[Source records]
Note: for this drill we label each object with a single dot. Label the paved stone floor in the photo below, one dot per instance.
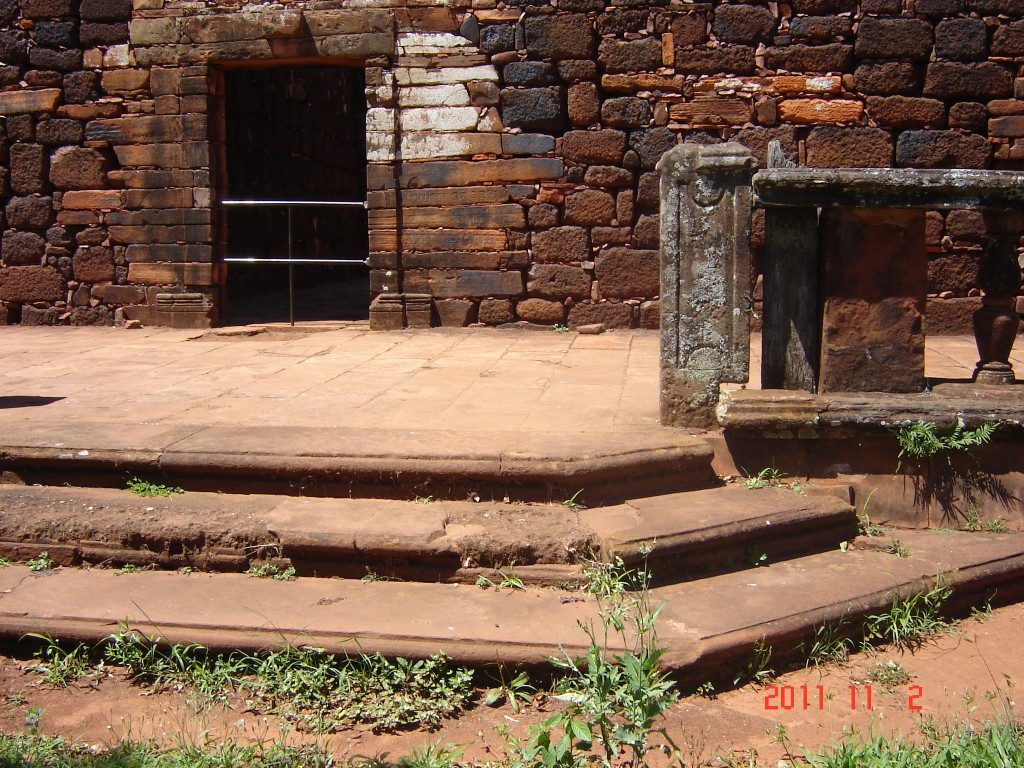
(347, 376)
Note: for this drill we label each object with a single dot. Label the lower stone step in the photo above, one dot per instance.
(685, 534)
(710, 627)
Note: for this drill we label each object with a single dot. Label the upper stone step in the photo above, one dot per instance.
(710, 627)
(350, 462)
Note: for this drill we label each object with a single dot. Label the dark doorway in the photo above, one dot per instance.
(294, 134)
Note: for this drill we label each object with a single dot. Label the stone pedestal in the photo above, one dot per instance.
(996, 323)
(706, 280)
(875, 282)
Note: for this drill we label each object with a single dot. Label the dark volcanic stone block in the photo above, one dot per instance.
(941, 150)
(534, 109)
(568, 36)
(962, 39)
(743, 24)
(973, 82)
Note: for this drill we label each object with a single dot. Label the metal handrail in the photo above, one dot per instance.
(291, 261)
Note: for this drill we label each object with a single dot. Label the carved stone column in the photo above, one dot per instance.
(706, 278)
(995, 324)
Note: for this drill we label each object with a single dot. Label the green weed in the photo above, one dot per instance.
(889, 674)
(269, 570)
(143, 487)
(909, 620)
(41, 562)
(60, 667)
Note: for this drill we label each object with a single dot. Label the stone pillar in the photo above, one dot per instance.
(875, 283)
(996, 323)
(706, 278)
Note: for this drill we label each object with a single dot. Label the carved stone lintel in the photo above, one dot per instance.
(706, 283)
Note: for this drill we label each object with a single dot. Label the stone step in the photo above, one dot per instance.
(352, 462)
(688, 534)
(710, 627)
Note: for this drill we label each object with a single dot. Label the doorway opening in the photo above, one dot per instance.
(292, 182)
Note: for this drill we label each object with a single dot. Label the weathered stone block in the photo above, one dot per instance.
(589, 208)
(78, 168)
(26, 102)
(607, 175)
(566, 36)
(823, 6)
(620, 20)
(815, 111)
(119, 294)
(543, 215)
(28, 169)
(95, 33)
(941, 150)
(888, 78)
(962, 39)
(24, 284)
(55, 34)
(59, 131)
(30, 213)
(80, 87)
(626, 273)
(651, 144)
(611, 315)
(757, 140)
(49, 58)
(456, 312)
(594, 147)
(105, 10)
(938, 8)
(809, 58)
(541, 310)
(534, 109)
(558, 282)
(496, 38)
(648, 192)
(626, 112)
(496, 311)
(832, 146)
(646, 232)
(584, 103)
(475, 284)
(1008, 40)
(93, 264)
(743, 24)
(577, 71)
(22, 248)
(630, 55)
(903, 112)
(561, 244)
(981, 81)
(873, 287)
(894, 38)
(820, 29)
(725, 59)
(529, 73)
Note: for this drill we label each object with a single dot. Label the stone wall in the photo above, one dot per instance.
(510, 146)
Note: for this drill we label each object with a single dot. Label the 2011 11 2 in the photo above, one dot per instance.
(785, 697)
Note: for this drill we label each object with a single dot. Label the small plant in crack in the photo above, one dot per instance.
(41, 562)
(143, 487)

Directions for this task → Repeat every entry above exactly as written and omit any pictures it holds.

Answer to the exercise →
Note: for this drill we label each object with a single dot. Label the paved stone floor in the photo below, one dot per instance.
(347, 376)
Note: for this drill we label each object with a single dot. Label the lower stone step in the photo above, one dot per instance.
(685, 534)
(710, 627)
Note: for this drill we label each object with a single dot. Label the upper stone step in the photo above, one dot per instance.
(710, 627)
(350, 462)
Note: for this drill we label each object with a single dot. Label the dark doorway in the photo above, one dot per instance.
(294, 134)
Note: for this drill we label each object with a single dot. Label the stone pedestal in the photo above, one dot per instance.
(996, 323)
(706, 280)
(875, 282)
Note: for this drill we label each object with a single dot. Label the dark volcanic stone block in the photo above, one dot per instance.
(941, 150)
(534, 109)
(568, 36)
(962, 39)
(743, 24)
(973, 82)
Note: for this drill we label each object with a single dot. Label the metal handrail in the photo above, one dot per instance.
(291, 261)
Note: for this drill we label each object with a single dot. Label the carved stone column in the photo above, one dot per instance.
(706, 278)
(995, 324)
Note: for this drill we label each object with a single dot. Label the green weed in the photo above, one dot per instance.
(889, 674)
(269, 570)
(143, 487)
(909, 620)
(41, 562)
(60, 667)
Note: for this drill we label each object with a single dot. Label the stone pillar in the photo above, one dot per instance.
(875, 283)
(996, 323)
(706, 278)
Note: for this drill we label each object with a single dot. Label the carved stone lintel in the photo above, one dot per instance.
(706, 283)
Note: for this drill we label each object with a single dot. Label the stone step in the photo above, one dot per instance.
(352, 462)
(688, 534)
(710, 627)
Note: for this drill we label each object with a single dot. Label the doorway opening in the photo above, one dot per instance.
(292, 182)
Note: for this drill we label each object with a single dot. Label the weathered stone block in the photo above, one dot per instance.
(589, 208)
(78, 168)
(26, 102)
(607, 175)
(566, 36)
(823, 6)
(620, 20)
(815, 111)
(119, 294)
(543, 215)
(28, 169)
(95, 33)
(941, 150)
(888, 78)
(962, 39)
(24, 284)
(55, 34)
(59, 131)
(30, 213)
(80, 87)
(626, 273)
(651, 144)
(611, 315)
(757, 140)
(49, 58)
(456, 312)
(594, 147)
(105, 10)
(938, 8)
(809, 58)
(541, 310)
(534, 109)
(558, 282)
(496, 38)
(648, 192)
(626, 112)
(496, 311)
(832, 146)
(646, 232)
(584, 103)
(475, 284)
(1008, 40)
(93, 264)
(743, 24)
(577, 71)
(22, 248)
(630, 55)
(903, 112)
(561, 244)
(981, 81)
(873, 287)
(894, 38)
(820, 29)
(725, 59)
(529, 73)
Note: for this drill we label each object with a single dot. Label the stone wall in the photo above, one dot per instance.
(510, 146)
Note: for this drill we label each object with a single dot. Label the 2011 11 2 in the photo above, one dot per instance.
(785, 697)
Note: for this drill we label each object with a single dot. Label the small plant in crack in the photo above, one dot per instance.
(41, 562)
(143, 487)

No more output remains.